Dataset entries
______________________________
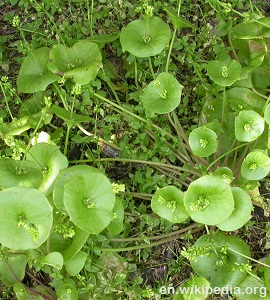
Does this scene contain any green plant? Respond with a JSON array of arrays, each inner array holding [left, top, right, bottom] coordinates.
[[1, 0, 270, 299]]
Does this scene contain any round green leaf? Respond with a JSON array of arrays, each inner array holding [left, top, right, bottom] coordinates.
[[190, 232, 250, 288], [63, 173, 116, 234], [213, 167, 234, 184], [17, 47, 60, 93], [64, 250, 87, 276], [26, 143, 68, 195], [106, 198, 124, 235], [233, 275, 269, 299], [56, 284, 78, 300], [0, 254, 27, 287], [207, 60, 242, 86], [235, 110, 264, 142], [142, 72, 183, 114], [264, 103, 270, 126], [241, 151, 270, 180], [174, 276, 210, 300], [48, 41, 102, 85], [0, 158, 42, 189], [217, 187, 252, 231], [41, 252, 63, 270], [189, 127, 218, 157], [0, 187, 53, 250], [184, 175, 234, 225], [120, 17, 171, 57], [151, 186, 189, 223], [53, 165, 103, 213]]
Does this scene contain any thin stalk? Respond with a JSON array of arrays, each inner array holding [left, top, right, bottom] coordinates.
[[0, 81, 14, 121], [207, 142, 249, 171], [134, 58, 139, 89], [100, 226, 202, 252], [53, 83, 69, 109], [148, 57, 155, 79], [119, 191, 152, 200], [110, 223, 200, 242], [154, 166, 190, 187], [104, 72, 122, 106], [166, 29, 177, 73], [63, 95, 76, 156], [70, 157, 201, 176]]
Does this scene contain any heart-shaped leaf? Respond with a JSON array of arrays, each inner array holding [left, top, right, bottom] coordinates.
[[0, 187, 53, 250], [63, 173, 116, 234], [217, 187, 252, 231], [64, 250, 87, 276], [207, 60, 242, 86], [17, 47, 60, 93], [48, 41, 102, 85], [184, 175, 234, 225], [142, 72, 183, 114], [241, 151, 270, 180], [190, 232, 250, 288], [120, 17, 171, 57], [189, 126, 218, 157], [106, 198, 124, 235], [151, 186, 189, 223], [235, 110, 264, 142]]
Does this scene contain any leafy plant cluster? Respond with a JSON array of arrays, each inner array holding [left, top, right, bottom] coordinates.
[[1, 0, 270, 299]]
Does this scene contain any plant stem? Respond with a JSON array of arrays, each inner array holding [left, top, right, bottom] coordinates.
[[0, 81, 14, 121], [148, 57, 155, 79], [166, 29, 176, 73], [70, 157, 201, 176], [100, 225, 202, 252], [110, 223, 201, 242]]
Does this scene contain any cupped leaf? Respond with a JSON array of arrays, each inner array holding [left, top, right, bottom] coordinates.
[[189, 127, 218, 157], [53, 165, 103, 213], [51, 104, 91, 127], [173, 275, 210, 300], [233, 275, 269, 299], [142, 72, 183, 114], [217, 187, 252, 231], [41, 252, 63, 270], [213, 167, 234, 184], [56, 284, 78, 300], [64, 250, 87, 276], [107, 198, 124, 235], [63, 173, 116, 234], [0, 253, 27, 286], [235, 110, 264, 142], [26, 143, 68, 195], [151, 186, 189, 223], [17, 47, 60, 93], [226, 88, 265, 110], [48, 41, 102, 85], [164, 6, 197, 30], [0, 158, 43, 189], [184, 175, 234, 225], [207, 60, 242, 86], [241, 151, 270, 180], [228, 97, 253, 112], [0, 187, 53, 250], [264, 103, 270, 126], [120, 17, 171, 57], [190, 232, 250, 288]]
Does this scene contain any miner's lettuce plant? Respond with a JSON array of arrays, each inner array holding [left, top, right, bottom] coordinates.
[[1, 0, 270, 299]]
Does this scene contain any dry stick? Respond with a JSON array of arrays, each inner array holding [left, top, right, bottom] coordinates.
[[110, 223, 200, 242]]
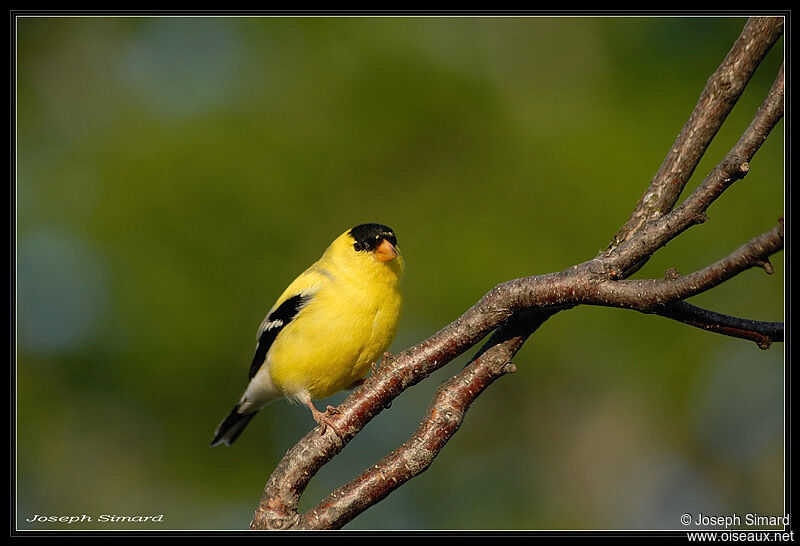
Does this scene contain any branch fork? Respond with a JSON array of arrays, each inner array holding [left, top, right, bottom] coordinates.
[[250, 17, 784, 530]]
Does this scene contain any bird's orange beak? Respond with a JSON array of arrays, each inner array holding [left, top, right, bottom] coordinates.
[[374, 239, 399, 262]]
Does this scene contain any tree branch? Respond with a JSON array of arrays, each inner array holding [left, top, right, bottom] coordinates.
[[588, 221, 783, 311], [601, 59, 784, 276], [252, 219, 784, 529], [609, 16, 784, 250], [654, 301, 783, 349], [249, 18, 784, 530], [298, 311, 550, 529]]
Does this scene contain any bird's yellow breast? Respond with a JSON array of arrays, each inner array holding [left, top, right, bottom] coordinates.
[[267, 248, 403, 400]]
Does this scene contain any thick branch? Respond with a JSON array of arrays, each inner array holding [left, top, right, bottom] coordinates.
[[250, 296, 525, 528], [609, 16, 784, 250], [298, 312, 549, 529]]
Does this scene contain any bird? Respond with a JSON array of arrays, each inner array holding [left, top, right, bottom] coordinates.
[[210, 223, 404, 446]]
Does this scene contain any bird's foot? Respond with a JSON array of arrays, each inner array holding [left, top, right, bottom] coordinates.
[[372, 352, 395, 373], [301, 394, 343, 438], [311, 405, 343, 438]]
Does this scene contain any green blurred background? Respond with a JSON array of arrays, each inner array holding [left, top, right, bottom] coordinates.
[[16, 16, 784, 530]]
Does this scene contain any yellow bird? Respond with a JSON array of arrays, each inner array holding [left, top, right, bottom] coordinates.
[[210, 223, 404, 446]]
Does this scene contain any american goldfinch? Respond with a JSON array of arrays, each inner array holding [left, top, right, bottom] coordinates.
[[210, 223, 404, 446]]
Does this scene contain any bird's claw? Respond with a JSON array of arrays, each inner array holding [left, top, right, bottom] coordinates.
[[372, 352, 394, 373], [312, 406, 343, 438]]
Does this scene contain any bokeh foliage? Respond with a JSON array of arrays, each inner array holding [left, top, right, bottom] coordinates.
[[17, 16, 784, 530]]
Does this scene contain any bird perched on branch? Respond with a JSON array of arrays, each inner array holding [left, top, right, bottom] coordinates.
[[211, 223, 404, 446]]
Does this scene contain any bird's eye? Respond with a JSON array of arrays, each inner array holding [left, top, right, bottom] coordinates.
[[353, 242, 364, 252]]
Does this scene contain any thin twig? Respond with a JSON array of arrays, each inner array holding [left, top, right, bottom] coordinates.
[[655, 301, 783, 349]]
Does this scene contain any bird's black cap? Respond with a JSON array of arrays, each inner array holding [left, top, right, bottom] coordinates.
[[348, 223, 397, 251]]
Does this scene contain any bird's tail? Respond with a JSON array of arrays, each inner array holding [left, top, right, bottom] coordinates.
[[210, 404, 257, 447]]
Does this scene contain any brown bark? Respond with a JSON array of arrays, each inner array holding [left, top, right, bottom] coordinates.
[[250, 16, 784, 530]]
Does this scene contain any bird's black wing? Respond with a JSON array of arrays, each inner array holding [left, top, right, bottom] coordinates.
[[248, 293, 312, 379]]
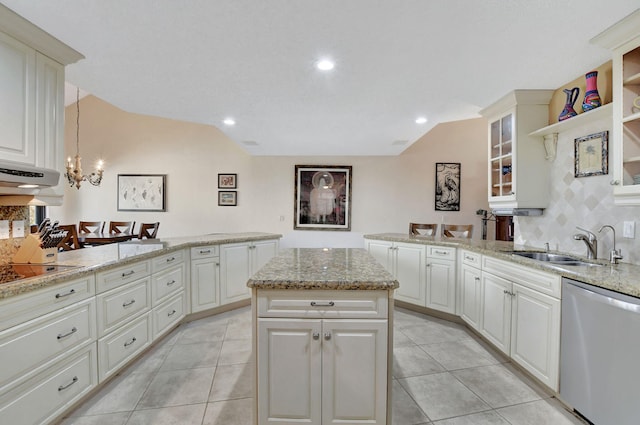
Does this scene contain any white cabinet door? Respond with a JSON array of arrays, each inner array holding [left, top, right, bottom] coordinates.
[[257, 318, 322, 425], [425, 258, 455, 313], [511, 283, 560, 390], [460, 264, 482, 330], [190, 256, 220, 313], [220, 243, 252, 304], [365, 240, 393, 273], [322, 319, 388, 425], [480, 272, 511, 355], [0, 31, 36, 165], [252, 239, 278, 274], [394, 243, 426, 306]]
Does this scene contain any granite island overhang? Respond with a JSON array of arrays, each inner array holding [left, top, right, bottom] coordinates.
[[248, 248, 397, 425]]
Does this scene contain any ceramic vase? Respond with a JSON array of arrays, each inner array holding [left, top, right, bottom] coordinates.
[[582, 71, 602, 112], [559, 87, 580, 121]]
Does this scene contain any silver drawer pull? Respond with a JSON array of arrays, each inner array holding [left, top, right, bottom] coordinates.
[[57, 376, 78, 391], [55, 289, 76, 299], [434, 250, 448, 255], [312, 332, 320, 340], [124, 337, 137, 347], [310, 301, 335, 307], [167, 309, 177, 317], [57, 327, 78, 340], [324, 332, 331, 340], [465, 255, 474, 261], [200, 249, 211, 254], [121, 270, 135, 278], [122, 299, 136, 307], [166, 280, 176, 286], [165, 256, 175, 262], [475, 277, 480, 282]]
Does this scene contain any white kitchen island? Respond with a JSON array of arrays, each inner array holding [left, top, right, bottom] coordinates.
[[248, 248, 398, 425]]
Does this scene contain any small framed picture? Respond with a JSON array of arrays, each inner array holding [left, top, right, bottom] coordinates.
[[218, 173, 237, 189], [575, 131, 608, 178], [218, 191, 237, 206]]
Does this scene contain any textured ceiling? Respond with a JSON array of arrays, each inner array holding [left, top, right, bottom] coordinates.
[[2, 1, 638, 155]]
______________________________
### WHAT YOU HAVE TO DO:
Nothing but the lines from the one containing "Does this scene contain any white kitchen" through the end of the entries belongs in the answer; repeat them exactly.

### ANSWER SECTION:
Does this scene contain any white kitchen island? Respond with a JSON array of arrays, each inner array holding [left, top, right, bottom] coordinates.
[[248, 248, 398, 425]]
Does this scene contain any small framed picture? Respond with a JSON array of arrays, each inner array holding [left, top, right, bottom] coordinates.
[[218, 173, 237, 189], [575, 131, 608, 178], [218, 191, 237, 206]]
Does this scene contain any textured ceiling? Respond with a JSON array of arrays, each inner array holding [left, top, right, bottom] coordinates.
[[2, 1, 638, 155]]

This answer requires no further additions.